**PAGE TEXT:**
================================
The Gene Wiki Project


The Gene Wiki project on Wikipedia is an initiative to create a comprehensive review article for every notable human gene. There are currently over 10,400 human genes in the Gene Wiki, and more are added at a steady rate.

We have developed a number of tools to analyze, expand and maintain the Gene Wiki project. While initial development was largely in Java, much of the core code is actively being ported to Python to facilitate use in scripting and ease-of-use.


The following projects all fall under the Gene Wiki umbrella:

  • pygenewiki (this project): code to update and expand Gene Wiki pages and resources. Includes ProteinBoxBot, the GeneWiki API, and GeneWiki Generator (a BioGPS plugin).

  • mediawiki-sync: a Java daemon that copies changes from one MediaWiki installation to another, created to support the Gene Wiki mirror at GeneWiki+.

  • genewiki-miner: code related to information extraction and parsing for many of the papers and analyses we've done on the Gene Wiki.
================================
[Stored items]
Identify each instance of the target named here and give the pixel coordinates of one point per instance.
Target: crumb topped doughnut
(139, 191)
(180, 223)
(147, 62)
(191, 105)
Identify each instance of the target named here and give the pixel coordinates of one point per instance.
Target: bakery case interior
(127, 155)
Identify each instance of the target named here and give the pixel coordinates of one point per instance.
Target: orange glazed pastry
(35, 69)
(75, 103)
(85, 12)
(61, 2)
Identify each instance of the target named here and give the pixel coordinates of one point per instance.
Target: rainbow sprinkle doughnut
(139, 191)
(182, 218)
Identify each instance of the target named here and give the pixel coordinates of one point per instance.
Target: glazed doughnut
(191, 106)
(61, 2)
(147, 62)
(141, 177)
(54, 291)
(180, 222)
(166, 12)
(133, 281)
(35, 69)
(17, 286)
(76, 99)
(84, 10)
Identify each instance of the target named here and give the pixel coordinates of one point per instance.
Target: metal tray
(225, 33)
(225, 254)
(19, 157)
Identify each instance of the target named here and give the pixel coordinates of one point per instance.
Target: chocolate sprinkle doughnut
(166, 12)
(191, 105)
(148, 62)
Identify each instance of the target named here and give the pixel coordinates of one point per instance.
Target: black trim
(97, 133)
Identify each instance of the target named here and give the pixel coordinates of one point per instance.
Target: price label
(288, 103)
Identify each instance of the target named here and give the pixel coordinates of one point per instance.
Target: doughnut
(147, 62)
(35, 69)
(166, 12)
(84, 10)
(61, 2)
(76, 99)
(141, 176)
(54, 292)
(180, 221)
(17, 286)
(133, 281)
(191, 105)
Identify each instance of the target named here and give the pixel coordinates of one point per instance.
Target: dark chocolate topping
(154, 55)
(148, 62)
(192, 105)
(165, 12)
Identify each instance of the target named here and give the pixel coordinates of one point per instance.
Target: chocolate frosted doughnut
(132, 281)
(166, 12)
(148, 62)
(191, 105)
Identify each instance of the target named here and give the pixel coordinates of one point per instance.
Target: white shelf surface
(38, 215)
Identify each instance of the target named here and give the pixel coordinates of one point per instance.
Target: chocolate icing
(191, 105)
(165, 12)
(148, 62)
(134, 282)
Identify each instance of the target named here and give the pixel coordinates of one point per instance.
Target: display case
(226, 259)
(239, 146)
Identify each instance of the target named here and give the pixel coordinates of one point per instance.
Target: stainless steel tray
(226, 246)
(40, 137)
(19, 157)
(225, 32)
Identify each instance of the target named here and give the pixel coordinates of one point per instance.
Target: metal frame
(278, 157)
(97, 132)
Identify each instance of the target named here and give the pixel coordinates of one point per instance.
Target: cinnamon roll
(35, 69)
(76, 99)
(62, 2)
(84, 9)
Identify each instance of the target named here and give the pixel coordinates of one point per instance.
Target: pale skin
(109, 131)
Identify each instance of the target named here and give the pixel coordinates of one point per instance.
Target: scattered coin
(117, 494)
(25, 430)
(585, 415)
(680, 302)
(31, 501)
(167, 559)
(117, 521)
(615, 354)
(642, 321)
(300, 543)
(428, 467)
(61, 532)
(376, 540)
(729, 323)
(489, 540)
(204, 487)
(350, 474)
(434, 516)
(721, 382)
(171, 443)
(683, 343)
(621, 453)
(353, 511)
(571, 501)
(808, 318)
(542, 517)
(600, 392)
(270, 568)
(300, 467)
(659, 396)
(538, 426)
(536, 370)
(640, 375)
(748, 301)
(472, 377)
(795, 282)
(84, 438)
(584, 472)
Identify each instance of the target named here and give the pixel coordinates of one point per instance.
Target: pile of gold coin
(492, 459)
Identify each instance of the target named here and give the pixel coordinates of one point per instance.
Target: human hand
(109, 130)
================================
**YOUR TASKS:**
a. Check each statement against the Gene Wiki page and answer yes or no, quoting the words that decide it: (i) The Gene Wiki currently holds fewer than 10,000 human genes. (ii) mediawiki-sync is written in Java. (iii) The core code is being moved from Python to Java.
b. Go on with the Gene Wiki page, starting after its last line.
These records have no connection to the Gene Wiki page.

**EXPECTED OUTPUTS:**
a.
(i) No: "There are currently over 10,400 human genes in the Gene Wiki"
(ii) Yes: "mediawiki-sync: a Java daemon that copies changes from one MediaWiki installation to another"
(iii) No: "much of the core code is actively being ported to Python"

b.
  • genewiki-commons: Common code used across Java projects (required as a Maven dependency)

  • genewiki-generator: Previous version of this project, written in Java. Provides the ProteinBoxBot and GeneWiki Generator (bioGPS plugin).

This Project

Pygenewiki is a port of the original Java code at genewiki-generator to Python. It provides the new version of ProteinBoxBot (which updates the infoboxes on gene pages) and the backend to the BioGPS plugin (which enables the creation of new articles and infoboxes for any gene).

The API to the Gene Wiki is provided in genewiki.py. It provides a number of methods to perform everything from finding all articles in the Gene Wiki to generating new article and infobox wikitext, as well as launching the ProteinBoxBot.

proteinbox.py The core data structure is contained in proteinbox.py. It encapsulates the information about a gene stored in the infoboxes, and can be created from a given Wikipedia page using the wikitext parser (parsers/wikitext.py) or from mygene.info trhough the parsers/mygeneinfo.py parser.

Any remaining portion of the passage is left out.